__Yapılacak iş__. Sayfa alıntısında geçen "Namazın sonunda selâm vermek, Vâcibtir." cümlesini İngilizceye çevirin.

32- İmam, rükû'dan kalkarken "Semiallâhü limen hamideh" demek, Sünnettir.
33- Cemâat, rükû'dan kalkarken "Rabbenâ leke'l-hamd" demek, Sünnettir.
34- Yalnız kılanın her ikisini de söylemek, Sünnettir.
35- Tâdil-i erkâna riâyet etmek. Yâni rükû ve secdeden doğrulunca ve diğer rükünler arasında mafsallar mutmain (her âzâ kendi mahallinde müstekar) oluncaya kadar beklemek, Vâcibtir.
36- Rükû'da ayağının uçlarına bakmak, Âdâbtandır.
37- Rükû ve secde tesbihlerini beş veya yedi defa okumak, Âdâbtandır.
38- Secde, (Alnını, burnunu, iki ayağının parmak uçlarını, iki eli ile iki dizini yani toplam yedi âzasını yere koymak), Farzdır.
39- Secdeye alın ile birlikte burnunu da yere koymak. Vâcibtir.
40- Alnından evvel burnunu yere koymak, Âdâbtandır.
41- Secdede burnunun iki tarafına bakmak, Âdâbtandır.
42- Secdede üç kere tesbih okumak, Sünnettir.
43- Secdede elin parmaklarını kapalı tutmak,, Sünnettir.
44- Erkek, secdede karnını oyluklarından uzak tutup kollarını yerden kaldırmak, Sünnettir.
45- Kadın ise, secdede karnını oyluklarına yapıştırıp kollarını yanına temas ettirmek, Sünnettir.
46- İki secdeyi birbiri ardınca yapmak, Vâcibtir.
47- Üç veya dört rek'atli namazlarda ikinci re'katten sonra oturmak, Vâcibtir.
48- Ka'delerde et-Tehıyyâtü okumak, Vâcibtir.

49- Tahiyyâtta ve ka'dede ellerini oyluklarının üzerine koyup, parmaklarını kendi haline bırakmak, Sünnettir.
50- Tahiyyâtta erkek sol ayağı üzerine oturup sağ ayağını dikmek, Sünnettir.
51- Kadın ise iki ayağını sağ yana yatırarak sol oyluğu üzerine oturmak, Sünnettir.
52- Kaade-i Ahîre, (Son oturuş), Farzdır.
53- Son ka'dede Peygamber Efendimiz'e salevât okumak, Sünnettir.
54- Namazın sonunda selâm vermek, Vâcibtir.
55- Selâma sağdan başlamak, Sünnettir.
56- Selâmda omuzlarına bakmak, Âdâbtandır.
57- Sağına selâm verirken, sağındaki cemaat ve melâikeye selâm vermeye niyet etmek, Âdâbtandır.
58- Soluna selâm verirken solundaki cemâat ve melâikeye selâm vermeye niyet etmek, Âdâbtandır.
59- Yalnız ise selâmda kirâmen kâtibîn ve hafaza meleklerine selâm vermeye niyet etmek, Âdâbtandır.
60- Namazda sehven terk edilen vâciplerden dolayı sehiv secdesi etmek, Vâcibtir.
61- Mümkün olduğu kadar öksürmeyi defetmek, Âdâbtandır.

__Kayıtlar__.
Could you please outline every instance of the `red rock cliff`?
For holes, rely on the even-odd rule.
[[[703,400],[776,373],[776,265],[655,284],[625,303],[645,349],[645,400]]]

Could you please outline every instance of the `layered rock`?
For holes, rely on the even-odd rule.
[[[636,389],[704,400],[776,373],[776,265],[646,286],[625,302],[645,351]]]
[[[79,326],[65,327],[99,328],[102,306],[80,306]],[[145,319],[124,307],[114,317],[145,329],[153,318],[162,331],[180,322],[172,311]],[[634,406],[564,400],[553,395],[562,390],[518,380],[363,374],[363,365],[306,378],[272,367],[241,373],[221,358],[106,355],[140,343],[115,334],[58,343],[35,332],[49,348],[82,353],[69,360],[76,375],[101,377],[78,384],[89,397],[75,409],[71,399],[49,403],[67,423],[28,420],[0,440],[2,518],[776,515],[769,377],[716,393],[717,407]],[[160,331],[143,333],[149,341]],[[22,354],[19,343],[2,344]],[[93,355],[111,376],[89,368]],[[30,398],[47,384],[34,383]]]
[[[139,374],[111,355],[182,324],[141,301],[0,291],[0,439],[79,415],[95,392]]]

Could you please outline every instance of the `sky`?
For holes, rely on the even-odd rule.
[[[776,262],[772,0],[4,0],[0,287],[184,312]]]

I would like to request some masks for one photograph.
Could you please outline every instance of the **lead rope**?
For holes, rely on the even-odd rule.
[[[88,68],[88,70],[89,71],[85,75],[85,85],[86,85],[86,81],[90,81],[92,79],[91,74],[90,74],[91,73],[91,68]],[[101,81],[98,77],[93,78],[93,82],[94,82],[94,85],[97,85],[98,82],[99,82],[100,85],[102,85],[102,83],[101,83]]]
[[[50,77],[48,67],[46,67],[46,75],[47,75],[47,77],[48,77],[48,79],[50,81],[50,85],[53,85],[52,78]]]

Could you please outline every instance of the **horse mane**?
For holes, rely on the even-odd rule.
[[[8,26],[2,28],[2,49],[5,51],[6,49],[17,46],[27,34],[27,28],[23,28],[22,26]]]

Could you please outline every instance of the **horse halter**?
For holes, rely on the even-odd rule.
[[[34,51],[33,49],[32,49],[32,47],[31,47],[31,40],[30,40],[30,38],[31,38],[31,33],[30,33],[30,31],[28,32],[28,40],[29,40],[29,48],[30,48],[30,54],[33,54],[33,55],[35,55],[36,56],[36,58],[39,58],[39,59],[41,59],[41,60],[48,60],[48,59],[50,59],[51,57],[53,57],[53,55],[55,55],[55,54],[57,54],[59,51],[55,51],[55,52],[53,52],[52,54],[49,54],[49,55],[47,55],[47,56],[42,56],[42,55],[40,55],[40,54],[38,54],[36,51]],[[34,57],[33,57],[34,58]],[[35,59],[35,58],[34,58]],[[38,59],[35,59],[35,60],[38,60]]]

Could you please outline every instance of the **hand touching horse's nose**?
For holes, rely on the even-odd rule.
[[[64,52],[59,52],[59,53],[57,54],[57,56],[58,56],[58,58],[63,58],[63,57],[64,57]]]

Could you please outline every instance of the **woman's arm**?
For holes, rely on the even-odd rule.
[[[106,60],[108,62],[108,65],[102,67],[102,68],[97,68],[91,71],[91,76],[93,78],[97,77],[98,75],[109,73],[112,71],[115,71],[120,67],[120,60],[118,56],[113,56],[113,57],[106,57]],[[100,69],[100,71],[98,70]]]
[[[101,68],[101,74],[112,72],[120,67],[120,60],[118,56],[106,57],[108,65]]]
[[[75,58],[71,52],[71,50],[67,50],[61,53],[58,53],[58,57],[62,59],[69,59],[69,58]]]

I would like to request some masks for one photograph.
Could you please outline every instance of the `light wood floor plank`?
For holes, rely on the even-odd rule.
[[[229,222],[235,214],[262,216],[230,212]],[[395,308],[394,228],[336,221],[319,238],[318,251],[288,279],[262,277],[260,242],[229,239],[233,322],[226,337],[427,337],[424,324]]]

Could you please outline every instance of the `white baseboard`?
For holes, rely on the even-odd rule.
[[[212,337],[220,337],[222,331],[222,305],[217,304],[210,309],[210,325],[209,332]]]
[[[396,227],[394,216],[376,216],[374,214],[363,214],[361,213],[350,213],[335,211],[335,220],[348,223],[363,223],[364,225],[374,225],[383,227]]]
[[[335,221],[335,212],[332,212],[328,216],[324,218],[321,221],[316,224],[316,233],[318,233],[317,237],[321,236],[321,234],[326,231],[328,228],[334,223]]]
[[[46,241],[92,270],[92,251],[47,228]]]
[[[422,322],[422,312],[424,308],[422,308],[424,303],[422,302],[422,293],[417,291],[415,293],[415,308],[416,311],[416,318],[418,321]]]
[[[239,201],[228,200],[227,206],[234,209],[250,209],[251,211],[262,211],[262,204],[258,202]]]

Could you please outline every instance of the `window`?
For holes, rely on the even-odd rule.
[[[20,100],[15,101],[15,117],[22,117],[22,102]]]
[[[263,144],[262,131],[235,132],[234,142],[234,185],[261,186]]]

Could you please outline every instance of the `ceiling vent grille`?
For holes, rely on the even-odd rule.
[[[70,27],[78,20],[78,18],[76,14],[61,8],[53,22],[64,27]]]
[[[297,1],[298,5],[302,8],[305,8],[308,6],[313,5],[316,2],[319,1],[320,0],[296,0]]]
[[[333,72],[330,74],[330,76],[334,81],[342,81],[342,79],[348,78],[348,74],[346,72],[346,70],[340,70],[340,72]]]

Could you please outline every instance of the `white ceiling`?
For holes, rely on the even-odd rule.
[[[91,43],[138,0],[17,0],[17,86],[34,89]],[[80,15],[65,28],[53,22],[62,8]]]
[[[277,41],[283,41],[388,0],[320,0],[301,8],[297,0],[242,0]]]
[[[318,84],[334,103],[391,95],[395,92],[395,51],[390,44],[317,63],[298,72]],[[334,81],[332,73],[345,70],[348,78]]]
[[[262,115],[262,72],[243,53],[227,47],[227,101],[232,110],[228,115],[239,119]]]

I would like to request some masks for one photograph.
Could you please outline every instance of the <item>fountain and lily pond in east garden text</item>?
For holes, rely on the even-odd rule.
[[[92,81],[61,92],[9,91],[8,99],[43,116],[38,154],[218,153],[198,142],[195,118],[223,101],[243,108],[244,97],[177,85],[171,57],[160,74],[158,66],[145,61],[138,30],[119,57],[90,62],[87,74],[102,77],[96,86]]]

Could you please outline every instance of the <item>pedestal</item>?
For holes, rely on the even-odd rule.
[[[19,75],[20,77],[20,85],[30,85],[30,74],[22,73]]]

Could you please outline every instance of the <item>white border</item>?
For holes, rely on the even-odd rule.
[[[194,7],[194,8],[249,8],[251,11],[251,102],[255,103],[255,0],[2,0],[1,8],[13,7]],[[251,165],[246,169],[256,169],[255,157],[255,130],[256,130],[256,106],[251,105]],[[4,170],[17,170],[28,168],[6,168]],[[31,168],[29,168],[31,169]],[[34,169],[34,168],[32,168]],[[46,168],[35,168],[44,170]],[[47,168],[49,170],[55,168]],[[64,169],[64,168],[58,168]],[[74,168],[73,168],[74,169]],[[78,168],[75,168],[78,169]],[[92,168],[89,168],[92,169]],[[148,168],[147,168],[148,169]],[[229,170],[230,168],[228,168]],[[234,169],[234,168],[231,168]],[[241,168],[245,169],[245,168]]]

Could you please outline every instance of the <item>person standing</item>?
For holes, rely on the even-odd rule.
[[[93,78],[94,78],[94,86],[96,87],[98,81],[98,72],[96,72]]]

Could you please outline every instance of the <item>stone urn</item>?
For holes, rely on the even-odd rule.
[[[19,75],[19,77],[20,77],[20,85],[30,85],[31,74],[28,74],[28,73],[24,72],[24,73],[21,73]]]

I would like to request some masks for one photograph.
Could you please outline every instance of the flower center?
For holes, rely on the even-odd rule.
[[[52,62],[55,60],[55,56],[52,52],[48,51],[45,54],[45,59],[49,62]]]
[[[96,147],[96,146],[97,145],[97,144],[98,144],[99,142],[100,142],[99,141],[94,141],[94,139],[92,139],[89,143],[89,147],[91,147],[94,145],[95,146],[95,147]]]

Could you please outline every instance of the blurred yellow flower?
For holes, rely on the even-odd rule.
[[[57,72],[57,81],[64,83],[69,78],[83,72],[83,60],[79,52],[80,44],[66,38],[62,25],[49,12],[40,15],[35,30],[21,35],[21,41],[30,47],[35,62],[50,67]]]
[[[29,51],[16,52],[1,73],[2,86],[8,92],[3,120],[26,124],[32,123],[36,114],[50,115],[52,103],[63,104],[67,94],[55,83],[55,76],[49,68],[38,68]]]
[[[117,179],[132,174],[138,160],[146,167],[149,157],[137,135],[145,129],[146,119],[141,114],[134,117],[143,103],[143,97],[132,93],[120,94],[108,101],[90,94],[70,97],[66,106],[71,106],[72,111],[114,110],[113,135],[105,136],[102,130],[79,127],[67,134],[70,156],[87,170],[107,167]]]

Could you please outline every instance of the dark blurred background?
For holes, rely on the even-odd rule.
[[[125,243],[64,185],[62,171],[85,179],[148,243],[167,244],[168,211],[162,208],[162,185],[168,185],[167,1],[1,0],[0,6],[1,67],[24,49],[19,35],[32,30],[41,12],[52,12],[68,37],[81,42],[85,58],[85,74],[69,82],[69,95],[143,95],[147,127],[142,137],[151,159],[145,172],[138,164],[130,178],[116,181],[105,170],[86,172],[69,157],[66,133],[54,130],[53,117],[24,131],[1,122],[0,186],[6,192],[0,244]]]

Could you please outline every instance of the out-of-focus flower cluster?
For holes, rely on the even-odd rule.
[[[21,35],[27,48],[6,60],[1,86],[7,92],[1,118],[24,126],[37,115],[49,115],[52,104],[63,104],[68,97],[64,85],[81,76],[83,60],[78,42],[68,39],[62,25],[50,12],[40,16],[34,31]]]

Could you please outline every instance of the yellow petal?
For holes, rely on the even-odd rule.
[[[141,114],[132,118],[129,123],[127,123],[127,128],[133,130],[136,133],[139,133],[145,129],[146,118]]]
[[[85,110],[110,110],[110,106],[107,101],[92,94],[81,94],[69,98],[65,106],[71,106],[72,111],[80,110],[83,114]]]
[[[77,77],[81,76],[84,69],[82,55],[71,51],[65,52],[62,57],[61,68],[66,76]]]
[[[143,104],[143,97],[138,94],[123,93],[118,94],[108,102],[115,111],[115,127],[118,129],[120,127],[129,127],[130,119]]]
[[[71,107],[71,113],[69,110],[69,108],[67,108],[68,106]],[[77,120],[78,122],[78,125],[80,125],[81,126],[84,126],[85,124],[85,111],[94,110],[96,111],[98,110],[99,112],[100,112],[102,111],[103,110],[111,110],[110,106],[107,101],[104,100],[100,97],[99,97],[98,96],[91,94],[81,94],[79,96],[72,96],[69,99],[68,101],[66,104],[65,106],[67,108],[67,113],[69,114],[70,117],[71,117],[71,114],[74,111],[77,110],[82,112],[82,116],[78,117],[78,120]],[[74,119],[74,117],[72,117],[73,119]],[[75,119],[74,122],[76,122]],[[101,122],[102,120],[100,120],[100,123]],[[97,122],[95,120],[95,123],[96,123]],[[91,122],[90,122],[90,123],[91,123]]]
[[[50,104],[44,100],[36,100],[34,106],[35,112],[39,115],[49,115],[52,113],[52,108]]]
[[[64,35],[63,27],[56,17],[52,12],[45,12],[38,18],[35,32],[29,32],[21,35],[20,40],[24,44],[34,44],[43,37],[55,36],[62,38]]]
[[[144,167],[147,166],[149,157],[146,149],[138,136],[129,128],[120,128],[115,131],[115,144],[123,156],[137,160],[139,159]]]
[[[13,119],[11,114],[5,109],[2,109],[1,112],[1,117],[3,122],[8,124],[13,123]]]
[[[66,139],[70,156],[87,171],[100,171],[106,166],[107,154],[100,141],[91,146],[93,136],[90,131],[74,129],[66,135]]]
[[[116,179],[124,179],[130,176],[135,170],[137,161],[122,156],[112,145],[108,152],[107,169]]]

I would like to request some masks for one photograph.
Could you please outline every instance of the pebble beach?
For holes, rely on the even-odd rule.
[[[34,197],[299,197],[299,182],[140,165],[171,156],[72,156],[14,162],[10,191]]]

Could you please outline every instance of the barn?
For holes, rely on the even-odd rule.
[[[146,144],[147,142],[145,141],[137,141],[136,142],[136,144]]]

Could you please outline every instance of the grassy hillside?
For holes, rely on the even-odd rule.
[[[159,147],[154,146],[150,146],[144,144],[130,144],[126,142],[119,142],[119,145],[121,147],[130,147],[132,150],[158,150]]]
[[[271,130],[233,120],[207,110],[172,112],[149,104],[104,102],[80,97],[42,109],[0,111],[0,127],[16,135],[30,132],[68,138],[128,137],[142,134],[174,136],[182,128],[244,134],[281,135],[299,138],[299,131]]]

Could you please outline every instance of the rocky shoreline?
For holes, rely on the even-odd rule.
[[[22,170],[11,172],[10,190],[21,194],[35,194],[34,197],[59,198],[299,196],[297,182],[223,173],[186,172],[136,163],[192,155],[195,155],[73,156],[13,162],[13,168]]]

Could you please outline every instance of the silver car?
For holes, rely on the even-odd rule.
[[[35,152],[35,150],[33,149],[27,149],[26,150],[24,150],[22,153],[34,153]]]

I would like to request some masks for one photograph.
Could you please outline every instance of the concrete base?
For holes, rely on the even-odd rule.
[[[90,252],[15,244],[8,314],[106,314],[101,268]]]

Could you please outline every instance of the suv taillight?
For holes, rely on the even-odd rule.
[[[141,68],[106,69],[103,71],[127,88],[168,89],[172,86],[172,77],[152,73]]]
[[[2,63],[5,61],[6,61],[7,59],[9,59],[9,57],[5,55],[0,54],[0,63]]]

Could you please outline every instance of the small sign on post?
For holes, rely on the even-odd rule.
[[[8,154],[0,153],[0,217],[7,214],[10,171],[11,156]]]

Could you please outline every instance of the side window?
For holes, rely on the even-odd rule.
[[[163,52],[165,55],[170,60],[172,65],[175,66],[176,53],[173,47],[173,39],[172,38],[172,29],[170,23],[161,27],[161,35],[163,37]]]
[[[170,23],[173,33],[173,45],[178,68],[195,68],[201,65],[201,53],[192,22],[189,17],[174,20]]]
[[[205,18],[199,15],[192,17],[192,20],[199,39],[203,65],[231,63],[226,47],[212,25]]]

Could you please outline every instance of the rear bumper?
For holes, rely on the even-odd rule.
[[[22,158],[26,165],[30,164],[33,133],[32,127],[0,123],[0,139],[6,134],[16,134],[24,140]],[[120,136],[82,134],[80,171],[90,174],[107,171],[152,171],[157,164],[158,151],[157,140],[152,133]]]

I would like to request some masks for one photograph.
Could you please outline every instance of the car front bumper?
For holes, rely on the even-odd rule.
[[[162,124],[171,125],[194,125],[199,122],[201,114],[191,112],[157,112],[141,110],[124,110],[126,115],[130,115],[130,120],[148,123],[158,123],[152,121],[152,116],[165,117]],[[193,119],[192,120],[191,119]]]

__Beklenen çıktı__. Giving the salutation at the end of the prayer is wajib.